======== Texto para leitura ========
J. Tendo presente o disposto nos artigos 1433º e 1437º do CC, Condomínio e Condóminos foram já citados nestes autos, na pessoa dos administradores, sejam eles o 1.º e a 2ª Réus, seja a 3.ª Ré.
K. Salvo melhor opinião, entende-se que, no âmbito do dever de gestão processual, nomeadamente nos termos do n.º 2 do artigo 6.º do CPC, o Tribunal a quo deveria, quanto muito, ter determinado a retificação oficiosa dos autos no que respeita à identificação das partes – dos Réus - ou mediante convite do Autor ao aperfeiçoamento da Pi e nunca julgar procedente a ilegitimidade passiva .
M. Refira-se ainda que uma alteração dos Réus – passando o Condomínio e os Condóminos a figurar nos autos como Réus - não implicaria repetição ou anulação de atos processuais, nomeadamente citação, já que intervêm nos autos aqueles a quem cabe a representação judiciária.
N. Só assim o Tribunal a quo, se tivesse desse modo, estaria assim a observar os deveres de cooperação e gestão processual e a assegurar ao Autor uma decisão relativamente à sua pretensão, tendo em conta que os autos dispõem de todos os elementos – subjetivos e objetivos – para que o Tribunal a quo possa determinar o prosseguimento da marcha do processo.
O. Isto porque, tendo sido efetuada a citação dos representantes do Condomínio e dos Condóminos, nas pessoas a quem cabia então (como cabe ainda) a sua representação, não se vê que exista fundamento para que, por uma questão meramente formal, o Tribunal se possa negar a a exercer a função jurisdicional. Assim, o recorrente entende que, salvo melhor opinião, deverá ser revogado o despacho saneador ora recorrido, pelo menos na parte que julga procedente a exceção de ilegitimidade passiva da 2.ª e 3.ª Rés, determinando-se o prosseguimento dos autos ainda que com as eventuais retificações formais que se mostrem necessárias, fazendo-se assim a costumada JUSTIÇA.

L, Autor e recorrente nos autos à margem referenciados, veio apresentar ALEGAÇÕES de ALARGAMENTO DE RECURSO, o que faz com os seguintes fundamentos:

A. O despacho proferido em primeira instância em 21/11/2023, no que respeita ao valor da causa, além de retificar um erro material do despacho saneador, supriu a nulidade decorrente de contradição entre os fundamentos e a decisão proferida (artigo 615.º, n.º 1, c) do CPC) quanto a esta matéria.
======== Linhas de dados ========
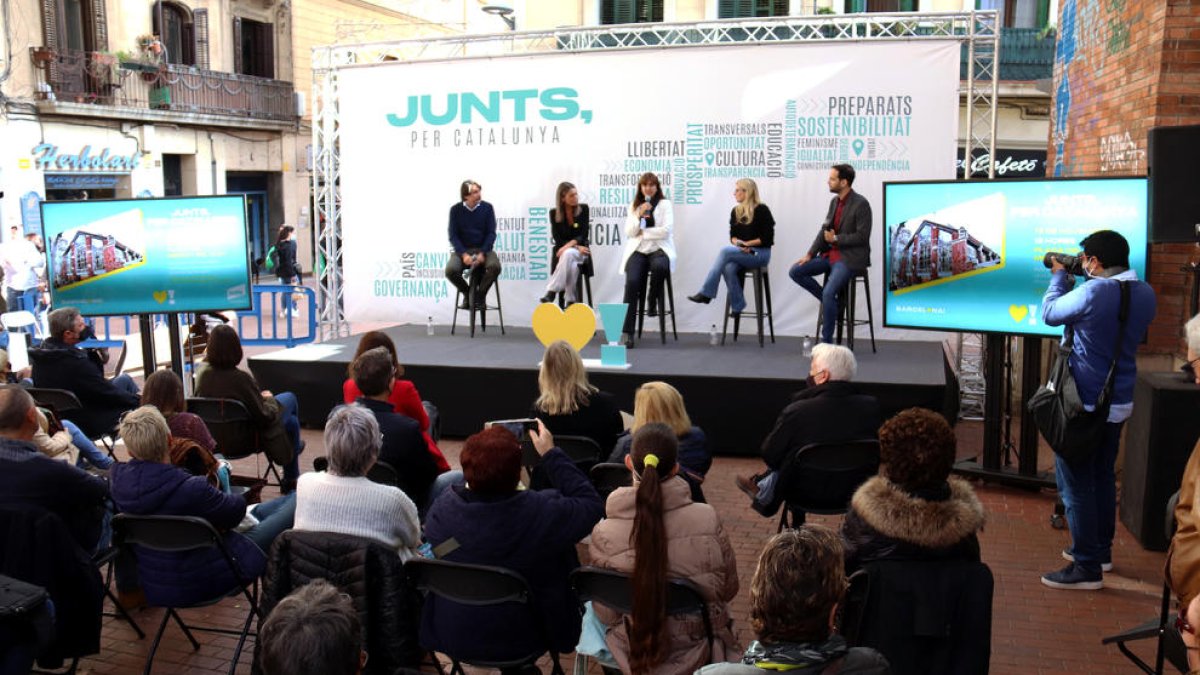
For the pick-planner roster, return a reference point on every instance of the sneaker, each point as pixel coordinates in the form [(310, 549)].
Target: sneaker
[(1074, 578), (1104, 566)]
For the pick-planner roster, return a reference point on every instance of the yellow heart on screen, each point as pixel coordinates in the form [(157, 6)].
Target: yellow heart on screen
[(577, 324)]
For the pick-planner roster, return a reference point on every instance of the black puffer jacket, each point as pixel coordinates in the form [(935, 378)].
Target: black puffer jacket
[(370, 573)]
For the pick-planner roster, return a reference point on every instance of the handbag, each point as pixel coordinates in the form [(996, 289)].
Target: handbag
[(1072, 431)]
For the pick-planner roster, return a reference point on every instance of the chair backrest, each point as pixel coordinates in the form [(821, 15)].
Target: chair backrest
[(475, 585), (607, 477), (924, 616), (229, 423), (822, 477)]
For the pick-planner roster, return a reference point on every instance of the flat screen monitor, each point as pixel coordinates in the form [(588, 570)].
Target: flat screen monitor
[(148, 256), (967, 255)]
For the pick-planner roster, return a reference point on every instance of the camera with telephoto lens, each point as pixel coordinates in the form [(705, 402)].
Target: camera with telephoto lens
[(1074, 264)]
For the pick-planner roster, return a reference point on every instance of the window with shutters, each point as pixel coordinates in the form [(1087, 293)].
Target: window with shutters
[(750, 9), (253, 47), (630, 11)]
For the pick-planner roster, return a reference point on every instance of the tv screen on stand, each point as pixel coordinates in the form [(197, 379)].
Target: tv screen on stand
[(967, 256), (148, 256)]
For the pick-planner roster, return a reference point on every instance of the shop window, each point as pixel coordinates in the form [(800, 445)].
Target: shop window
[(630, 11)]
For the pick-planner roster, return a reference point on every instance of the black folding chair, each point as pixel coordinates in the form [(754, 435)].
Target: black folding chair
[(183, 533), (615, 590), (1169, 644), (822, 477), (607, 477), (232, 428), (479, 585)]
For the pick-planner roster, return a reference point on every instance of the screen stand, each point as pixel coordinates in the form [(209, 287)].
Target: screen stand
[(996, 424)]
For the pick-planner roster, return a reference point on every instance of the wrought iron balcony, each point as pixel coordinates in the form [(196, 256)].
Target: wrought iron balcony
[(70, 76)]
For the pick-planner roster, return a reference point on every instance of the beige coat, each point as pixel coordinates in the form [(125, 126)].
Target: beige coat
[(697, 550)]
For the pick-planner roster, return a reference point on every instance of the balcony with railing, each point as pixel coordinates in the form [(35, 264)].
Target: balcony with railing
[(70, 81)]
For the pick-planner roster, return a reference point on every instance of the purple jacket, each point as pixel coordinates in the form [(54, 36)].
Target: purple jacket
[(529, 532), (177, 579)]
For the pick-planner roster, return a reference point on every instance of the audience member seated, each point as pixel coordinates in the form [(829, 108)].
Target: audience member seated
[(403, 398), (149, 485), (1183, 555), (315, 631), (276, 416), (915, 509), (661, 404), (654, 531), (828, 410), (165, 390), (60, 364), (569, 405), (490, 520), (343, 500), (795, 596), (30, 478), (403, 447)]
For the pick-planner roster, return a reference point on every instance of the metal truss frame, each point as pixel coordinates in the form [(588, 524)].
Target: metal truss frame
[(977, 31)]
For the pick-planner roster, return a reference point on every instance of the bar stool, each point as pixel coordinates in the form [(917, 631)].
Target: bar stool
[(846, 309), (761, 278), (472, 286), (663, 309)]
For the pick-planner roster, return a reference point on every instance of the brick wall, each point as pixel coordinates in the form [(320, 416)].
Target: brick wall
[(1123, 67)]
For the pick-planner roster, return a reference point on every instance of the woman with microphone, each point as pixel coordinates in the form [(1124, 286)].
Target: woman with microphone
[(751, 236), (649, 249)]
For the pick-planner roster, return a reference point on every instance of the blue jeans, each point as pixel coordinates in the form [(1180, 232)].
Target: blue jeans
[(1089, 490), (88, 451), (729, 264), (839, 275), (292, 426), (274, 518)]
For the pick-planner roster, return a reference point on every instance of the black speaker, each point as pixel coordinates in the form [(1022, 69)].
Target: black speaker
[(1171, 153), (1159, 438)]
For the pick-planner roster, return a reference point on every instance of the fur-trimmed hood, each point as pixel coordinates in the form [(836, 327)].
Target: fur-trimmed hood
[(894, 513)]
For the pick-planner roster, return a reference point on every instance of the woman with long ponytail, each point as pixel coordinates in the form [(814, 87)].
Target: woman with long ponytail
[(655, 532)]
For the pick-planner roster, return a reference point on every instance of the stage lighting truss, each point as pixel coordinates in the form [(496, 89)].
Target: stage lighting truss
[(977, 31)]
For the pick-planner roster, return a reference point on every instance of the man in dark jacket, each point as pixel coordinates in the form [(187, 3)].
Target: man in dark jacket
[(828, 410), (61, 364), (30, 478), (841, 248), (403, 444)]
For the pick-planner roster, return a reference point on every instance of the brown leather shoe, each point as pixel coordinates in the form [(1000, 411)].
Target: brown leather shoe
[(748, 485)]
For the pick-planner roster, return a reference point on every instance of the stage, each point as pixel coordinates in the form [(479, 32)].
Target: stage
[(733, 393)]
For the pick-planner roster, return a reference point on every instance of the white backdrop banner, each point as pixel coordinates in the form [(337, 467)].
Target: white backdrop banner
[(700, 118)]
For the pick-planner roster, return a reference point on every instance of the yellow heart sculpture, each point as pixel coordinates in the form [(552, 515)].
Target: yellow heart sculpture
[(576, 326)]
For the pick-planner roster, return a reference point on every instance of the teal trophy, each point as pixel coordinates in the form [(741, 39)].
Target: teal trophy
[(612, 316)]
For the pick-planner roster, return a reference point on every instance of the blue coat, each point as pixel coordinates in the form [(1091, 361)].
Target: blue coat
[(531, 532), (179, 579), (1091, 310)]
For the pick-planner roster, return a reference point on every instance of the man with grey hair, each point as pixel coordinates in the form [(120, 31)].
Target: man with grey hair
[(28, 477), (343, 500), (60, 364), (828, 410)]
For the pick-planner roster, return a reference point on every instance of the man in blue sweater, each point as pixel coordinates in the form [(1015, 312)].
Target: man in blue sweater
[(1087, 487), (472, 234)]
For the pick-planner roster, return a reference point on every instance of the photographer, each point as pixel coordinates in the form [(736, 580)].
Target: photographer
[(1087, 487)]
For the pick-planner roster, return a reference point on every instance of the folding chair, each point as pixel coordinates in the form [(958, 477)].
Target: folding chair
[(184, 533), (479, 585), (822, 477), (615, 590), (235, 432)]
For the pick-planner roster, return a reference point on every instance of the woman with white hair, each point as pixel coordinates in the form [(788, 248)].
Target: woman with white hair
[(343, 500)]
========
======== Linhas de dados ========
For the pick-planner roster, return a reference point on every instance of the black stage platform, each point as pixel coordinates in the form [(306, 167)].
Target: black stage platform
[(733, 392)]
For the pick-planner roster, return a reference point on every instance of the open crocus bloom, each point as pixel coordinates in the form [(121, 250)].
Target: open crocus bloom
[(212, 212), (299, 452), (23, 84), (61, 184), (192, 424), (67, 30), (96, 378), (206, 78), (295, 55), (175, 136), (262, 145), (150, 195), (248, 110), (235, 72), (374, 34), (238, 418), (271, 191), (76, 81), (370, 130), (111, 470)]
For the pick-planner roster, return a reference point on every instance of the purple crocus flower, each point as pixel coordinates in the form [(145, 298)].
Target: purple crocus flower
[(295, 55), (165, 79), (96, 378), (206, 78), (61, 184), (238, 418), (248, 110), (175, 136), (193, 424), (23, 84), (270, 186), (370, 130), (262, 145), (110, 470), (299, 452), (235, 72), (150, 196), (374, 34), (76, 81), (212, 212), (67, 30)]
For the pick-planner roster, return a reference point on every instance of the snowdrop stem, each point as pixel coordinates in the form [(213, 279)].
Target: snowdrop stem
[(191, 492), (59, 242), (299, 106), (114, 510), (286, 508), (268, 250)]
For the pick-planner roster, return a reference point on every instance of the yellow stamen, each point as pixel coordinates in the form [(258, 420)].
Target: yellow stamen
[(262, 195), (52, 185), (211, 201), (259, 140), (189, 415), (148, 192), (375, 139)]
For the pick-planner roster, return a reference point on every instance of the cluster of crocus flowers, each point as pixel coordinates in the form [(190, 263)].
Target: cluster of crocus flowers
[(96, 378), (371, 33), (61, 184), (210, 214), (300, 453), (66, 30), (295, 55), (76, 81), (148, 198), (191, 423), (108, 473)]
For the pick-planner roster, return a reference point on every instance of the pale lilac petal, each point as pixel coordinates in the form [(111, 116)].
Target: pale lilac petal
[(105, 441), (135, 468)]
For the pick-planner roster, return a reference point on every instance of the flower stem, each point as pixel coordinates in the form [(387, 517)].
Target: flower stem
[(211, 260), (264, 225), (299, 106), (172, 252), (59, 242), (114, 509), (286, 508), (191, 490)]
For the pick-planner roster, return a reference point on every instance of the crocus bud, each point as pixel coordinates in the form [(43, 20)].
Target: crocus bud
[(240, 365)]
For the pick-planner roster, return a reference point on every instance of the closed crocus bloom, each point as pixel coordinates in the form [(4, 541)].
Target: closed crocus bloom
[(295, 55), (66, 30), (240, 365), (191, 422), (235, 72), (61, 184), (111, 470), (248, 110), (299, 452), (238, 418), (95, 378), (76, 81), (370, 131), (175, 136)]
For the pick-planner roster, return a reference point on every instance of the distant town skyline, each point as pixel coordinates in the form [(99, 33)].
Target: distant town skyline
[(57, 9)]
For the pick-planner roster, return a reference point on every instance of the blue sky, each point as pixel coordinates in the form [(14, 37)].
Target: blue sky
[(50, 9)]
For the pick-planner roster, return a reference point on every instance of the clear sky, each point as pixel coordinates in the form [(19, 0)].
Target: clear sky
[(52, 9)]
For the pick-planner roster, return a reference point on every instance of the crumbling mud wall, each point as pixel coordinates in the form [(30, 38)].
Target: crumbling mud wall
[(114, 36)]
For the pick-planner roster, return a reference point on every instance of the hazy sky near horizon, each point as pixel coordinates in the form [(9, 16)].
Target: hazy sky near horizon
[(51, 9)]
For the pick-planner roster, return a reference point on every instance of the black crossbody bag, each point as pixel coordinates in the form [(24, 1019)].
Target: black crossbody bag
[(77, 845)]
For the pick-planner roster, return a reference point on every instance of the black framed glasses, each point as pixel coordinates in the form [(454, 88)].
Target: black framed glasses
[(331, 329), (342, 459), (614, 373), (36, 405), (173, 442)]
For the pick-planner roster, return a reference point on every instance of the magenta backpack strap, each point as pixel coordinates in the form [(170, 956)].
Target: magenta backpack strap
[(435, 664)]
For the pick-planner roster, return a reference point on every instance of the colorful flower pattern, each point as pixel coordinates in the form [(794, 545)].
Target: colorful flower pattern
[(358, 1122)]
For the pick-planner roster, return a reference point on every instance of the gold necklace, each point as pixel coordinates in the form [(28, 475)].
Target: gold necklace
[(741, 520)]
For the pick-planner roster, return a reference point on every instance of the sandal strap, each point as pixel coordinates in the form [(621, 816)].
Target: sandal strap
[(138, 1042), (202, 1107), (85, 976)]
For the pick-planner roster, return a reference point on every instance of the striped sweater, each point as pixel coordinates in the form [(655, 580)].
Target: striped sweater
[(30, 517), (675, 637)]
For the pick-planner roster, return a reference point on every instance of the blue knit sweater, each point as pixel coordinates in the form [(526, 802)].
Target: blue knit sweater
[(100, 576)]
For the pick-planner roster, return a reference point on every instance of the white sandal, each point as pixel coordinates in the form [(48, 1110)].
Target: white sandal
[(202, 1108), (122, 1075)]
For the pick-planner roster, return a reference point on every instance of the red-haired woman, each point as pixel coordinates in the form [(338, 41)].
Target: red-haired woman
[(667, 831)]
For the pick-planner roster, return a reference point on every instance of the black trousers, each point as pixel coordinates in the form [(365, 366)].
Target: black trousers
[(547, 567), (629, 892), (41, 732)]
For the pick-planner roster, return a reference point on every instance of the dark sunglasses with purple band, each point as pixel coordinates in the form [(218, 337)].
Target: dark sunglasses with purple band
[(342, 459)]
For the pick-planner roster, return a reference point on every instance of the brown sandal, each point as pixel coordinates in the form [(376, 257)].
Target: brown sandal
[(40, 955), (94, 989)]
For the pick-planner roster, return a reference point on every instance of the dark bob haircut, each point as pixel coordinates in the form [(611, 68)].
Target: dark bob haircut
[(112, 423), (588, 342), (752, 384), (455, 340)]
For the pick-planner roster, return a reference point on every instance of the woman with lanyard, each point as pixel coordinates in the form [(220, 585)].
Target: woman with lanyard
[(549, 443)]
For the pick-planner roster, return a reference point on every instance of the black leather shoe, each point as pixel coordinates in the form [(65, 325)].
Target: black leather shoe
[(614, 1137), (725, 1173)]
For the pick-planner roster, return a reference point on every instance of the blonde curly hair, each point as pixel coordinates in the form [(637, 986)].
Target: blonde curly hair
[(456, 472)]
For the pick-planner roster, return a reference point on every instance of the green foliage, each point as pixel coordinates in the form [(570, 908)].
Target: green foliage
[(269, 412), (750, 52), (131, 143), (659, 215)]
========
• [Instruções do exercício]
Transcreva sem alterações o trecho do texto sobre o recurso judicial que começa em "J. Tendo presente" e termina em "ilegitimidade passiva .", incluindo estas últimas palavras.

• [Resposta completa]
J. Tendo presente o disposto nos artigos 1433º e 1437º do CC, Condomínio e Condóminos foram já citados nestes autos, na pessoa dos administradores, sejam eles o 1.º e a 2ª Réus, seja a 3.ª Ré.
K. Salvo melhor opinião, entende-se que, no âmbito do dever de gestão processual, nomeadamente nos termos do n.º 2 do artigo 6.º do CPC, o Tribunal a quo deveria, quanto muito, ter determinado a retificação oficiosa dos autos no que respeita à identificação das partes – dos Réus - ou mediante convite do Autor ao aperfeiçoamento da Pi e nunca julgar procedente a ilegitimidade passiva .